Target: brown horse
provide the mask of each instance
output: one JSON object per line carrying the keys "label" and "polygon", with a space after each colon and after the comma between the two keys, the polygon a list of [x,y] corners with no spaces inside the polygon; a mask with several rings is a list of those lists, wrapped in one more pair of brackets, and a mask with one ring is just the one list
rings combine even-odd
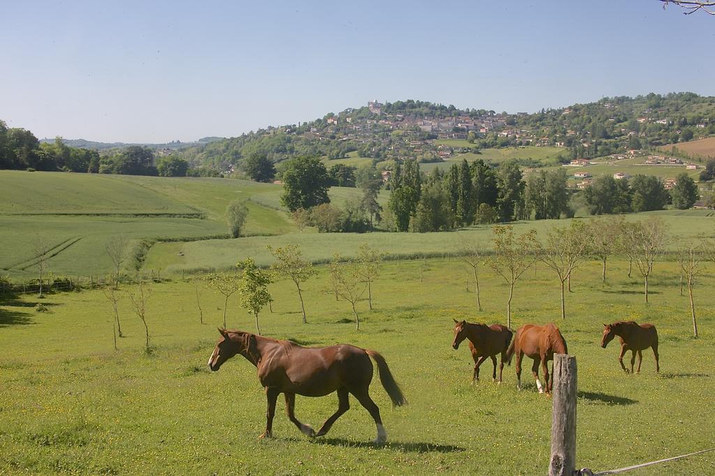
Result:
{"label": "brown horse", "polygon": [[656,372],[660,372],[661,368],[658,363],[658,331],[653,324],[638,324],[632,320],[618,321],[613,324],[603,324],[603,337],[601,340],[601,346],[606,348],[608,343],[618,335],[621,340],[621,354],[618,362],[621,368],[626,372],[628,370],[623,365],[623,355],[631,351],[631,373],[633,373],[633,365],[636,362],[636,353],[638,353],[638,370],[641,373],[641,363],[643,362],[643,351],[651,347],[653,354],[656,356]]}
{"label": "brown horse", "polygon": [[521,390],[521,359],[526,354],[533,359],[531,372],[536,379],[536,387],[539,393],[543,393],[543,388],[538,380],[538,365],[543,368],[543,380],[546,385],[546,394],[551,392],[553,385],[553,375],[548,375],[547,362],[553,360],[554,354],[568,353],[566,341],[561,333],[553,324],[536,325],[525,324],[516,330],[516,335],[506,351],[506,358],[511,365],[511,358],[516,354],[516,386]]}
{"label": "brown horse", "polygon": [[[378,363],[380,381],[395,406],[407,403],[390,368],[382,355],[375,350],[347,344],[330,347],[305,348],[287,340],[276,340],[240,330],[219,329],[222,338],[209,358],[209,368],[215,372],[224,362],[240,354],[258,369],[258,380],[265,388],[268,400],[266,430],[259,437],[272,436],[273,415],[278,395],[285,395],[288,418],[310,437],[322,436],[341,415],[350,408],[348,393],[365,407],[378,425],[376,443],[384,443],[387,433],[380,418],[380,410],[370,397],[373,380],[372,357]],[[322,397],[337,392],[338,407],[325,420],[317,433],[310,425],[298,421],[293,413],[295,394]]]}
{"label": "brown horse", "polygon": [[474,373],[472,374],[472,383],[479,380],[479,366],[487,358],[491,358],[494,365],[492,373],[492,380],[496,380],[496,355],[501,353],[501,360],[499,363],[499,383],[501,383],[501,374],[504,370],[504,360],[506,358],[506,349],[511,342],[513,333],[509,328],[501,324],[473,324],[463,320],[452,320],[455,323],[454,342],[452,347],[456,350],[459,344],[465,339],[469,339],[469,350],[474,359]]}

> [Aim of the task]
Retype every line of the data above with no changes, but leave out the pictures.

> [Task answer]
Target: brown horse
provide the mask of each instance
output: one JSON object per line carrying the keys "label" and "polygon", with a space after each colon and after the comma between the two keys, the polygon a list of [x,y] corners with no spaces inside the polygon; a mask with several rings is a list of those lists, wrapped in one more pair of brackets, and a mask with one ring is just the one list
rings combine even-odd
Result:
{"label": "brown horse", "polygon": [[656,372],[660,372],[661,368],[658,363],[658,331],[653,324],[638,324],[632,320],[618,321],[613,324],[603,324],[603,337],[601,340],[601,346],[606,348],[608,343],[618,335],[621,340],[621,354],[618,362],[621,368],[626,372],[628,370],[623,365],[623,355],[631,351],[631,373],[633,373],[633,365],[636,362],[636,353],[638,353],[638,370],[641,373],[641,363],[643,362],[643,351],[651,347],[653,354],[656,356]]}
{"label": "brown horse", "polygon": [[521,390],[521,359],[526,354],[533,359],[531,372],[536,379],[536,387],[539,393],[543,393],[543,388],[538,380],[538,365],[543,368],[543,380],[546,385],[546,394],[551,392],[553,385],[553,375],[548,375],[547,362],[553,360],[554,354],[568,353],[566,341],[561,333],[553,324],[536,325],[525,324],[516,330],[516,335],[506,351],[506,358],[511,365],[511,358],[516,354],[516,386]]}
{"label": "brown horse", "polygon": [[[378,363],[380,381],[395,406],[407,403],[390,368],[382,355],[375,350],[347,344],[330,347],[305,348],[287,340],[276,340],[240,330],[219,329],[222,338],[209,358],[209,368],[215,372],[224,362],[240,354],[258,369],[258,380],[265,388],[268,400],[266,430],[259,437],[272,436],[273,415],[278,395],[285,395],[288,418],[310,437],[322,436],[341,415],[350,408],[348,393],[365,407],[378,425],[376,443],[384,443],[387,433],[380,418],[380,410],[370,397],[373,380],[372,357]],[[322,397],[337,392],[338,407],[325,420],[317,433],[310,425],[298,421],[293,413],[295,394]]]}
{"label": "brown horse", "polygon": [[474,373],[472,374],[472,383],[479,380],[479,366],[487,358],[491,358],[494,365],[492,373],[492,380],[496,380],[496,355],[501,353],[501,360],[499,363],[499,383],[501,383],[501,374],[504,370],[504,360],[506,358],[506,349],[511,342],[513,333],[509,328],[501,324],[473,324],[463,320],[452,320],[455,323],[454,342],[452,347],[456,350],[459,344],[465,339],[469,339],[469,350],[474,359]]}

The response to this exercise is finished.